### Assignment
Nothing in the records should change; write them all out exactly.
-- Opening Marker --
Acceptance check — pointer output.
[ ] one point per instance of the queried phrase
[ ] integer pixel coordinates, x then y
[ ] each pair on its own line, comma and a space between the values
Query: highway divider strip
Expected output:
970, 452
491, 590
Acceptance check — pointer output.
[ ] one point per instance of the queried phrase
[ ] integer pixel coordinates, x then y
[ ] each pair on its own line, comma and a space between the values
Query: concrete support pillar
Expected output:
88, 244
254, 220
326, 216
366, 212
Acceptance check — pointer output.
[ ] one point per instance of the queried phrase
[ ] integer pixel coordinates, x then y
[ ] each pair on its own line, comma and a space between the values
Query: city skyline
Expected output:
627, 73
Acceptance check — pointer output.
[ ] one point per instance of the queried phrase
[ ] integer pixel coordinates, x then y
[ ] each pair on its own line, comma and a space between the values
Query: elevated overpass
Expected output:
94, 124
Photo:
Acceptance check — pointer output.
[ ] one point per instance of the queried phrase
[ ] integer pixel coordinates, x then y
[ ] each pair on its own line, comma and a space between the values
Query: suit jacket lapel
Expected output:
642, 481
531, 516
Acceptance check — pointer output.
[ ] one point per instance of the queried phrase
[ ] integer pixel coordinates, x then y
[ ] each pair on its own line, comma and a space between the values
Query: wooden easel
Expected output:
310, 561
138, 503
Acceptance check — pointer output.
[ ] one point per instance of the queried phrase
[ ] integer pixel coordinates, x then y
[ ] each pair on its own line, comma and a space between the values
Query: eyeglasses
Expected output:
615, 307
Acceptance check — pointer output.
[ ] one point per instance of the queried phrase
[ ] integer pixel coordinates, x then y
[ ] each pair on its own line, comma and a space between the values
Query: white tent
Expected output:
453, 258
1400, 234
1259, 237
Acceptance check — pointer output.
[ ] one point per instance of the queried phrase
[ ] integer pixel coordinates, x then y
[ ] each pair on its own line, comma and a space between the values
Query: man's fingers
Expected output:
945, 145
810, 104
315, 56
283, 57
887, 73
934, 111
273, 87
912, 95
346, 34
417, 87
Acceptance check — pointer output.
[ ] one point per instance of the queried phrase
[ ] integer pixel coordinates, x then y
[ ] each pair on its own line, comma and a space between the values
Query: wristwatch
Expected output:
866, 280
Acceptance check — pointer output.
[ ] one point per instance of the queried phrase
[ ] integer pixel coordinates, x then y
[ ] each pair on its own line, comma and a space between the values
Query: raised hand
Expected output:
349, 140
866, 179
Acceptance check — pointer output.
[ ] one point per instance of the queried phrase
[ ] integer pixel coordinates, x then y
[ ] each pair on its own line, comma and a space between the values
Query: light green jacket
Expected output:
-- Closing Marker --
### Written solution
Acceptance check — pointer output.
[ ] one point per instance of the queried phrase
[ ] integer pixel coordinates, x then y
[ ] each pair on its own line, comma and a space between the values
Query: highway divider strip
Expected output:
970, 452
491, 590
Acceptance check — pointer output.
[ ] one point per instance of the queried phrase
[ ] integer pixel coordinates, x then y
[ ] each pair on its own line, comma and a space between the values
Query: concrete support pillar
Expected output:
88, 244
254, 220
326, 216
366, 212
Acceptance check — pointer output.
[ ] one point per instance of the queried phrase
[ ] integer pixel coordinates, x then y
[ ] each pair on its own line, comma and a space between the values
Query: city skyline
Expected output:
627, 73
Acceptance check — pointer output.
[ ] one point per instance of the queried phrase
[ ] integer pixel coordinates, x then y
[ ] each pair on its own line, comma and a space between the values
Query: elevated overpass
Expected output:
94, 124
Photo:
Acceptance check — pointer output.
[ ] one point per instance of the queried phrase
[ ] integer pixel coordinates, x then y
[ ] each pair on its own line, comma and a space between the values
Query: suit jacket lapel
Expected output:
642, 481
531, 516
Acceptance check — pointer output.
[ ] one point per instance of the queried phrase
[ ] integer pixel coordinates, x then y
[ ] each pair on its own line, comma and a space between the values
Query: wooden easel
Expected output:
310, 561
138, 503
Acceptance check — pointer output.
[ ] one point per instance of the queried phrase
[ ] integer pixel coordinates, x then y
[ ] each pair on its own line, comma and a space between the values
Query: eyeglasses
Expected output:
615, 307
Acceptance check — pointer output.
[ ] one point per instance of the queried phrase
[ ] integer pixel coordinates, x then y
[ ] each pair on its own line, comma and a space between the values
Query: white tent
Expected output:
453, 258
1400, 234
1259, 237
Acceptance check — pointer output.
[ ] one point per instance of the queried phrase
[ ] integer pixel coordinates, x then y
[ ] each pair on its own line, comma and a space between the values
Query: man's fingers
Expected output:
945, 145
810, 104
315, 56
283, 57
887, 73
934, 111
273, 87
912, 95
346, 34
417, 87
Acceptance check — pointer output.
[ ] one point per instance of the queried phrase
[ ] integer pixel coordinates, x then y
[ ] each pair on its own line, comma and a space between the values
Query: wristwatch
Expected output:
866, 280
Acceptance check — pointer output.
[ ] one point per instance of the queried phrase
[ ] integer pixel coordinates, x then y
[ ] each pair on its own line, comma and a space between the values
Query: raised hand
Expected output:
349, 140
866, 179
Acceptance check — pointer output.
[ ] one point per instance of the queried phrase
[ ] integer pixel coordinates, x then y
[ ] each pair on its own line, comma and a space between the values
Query: light green jacket
Expected output:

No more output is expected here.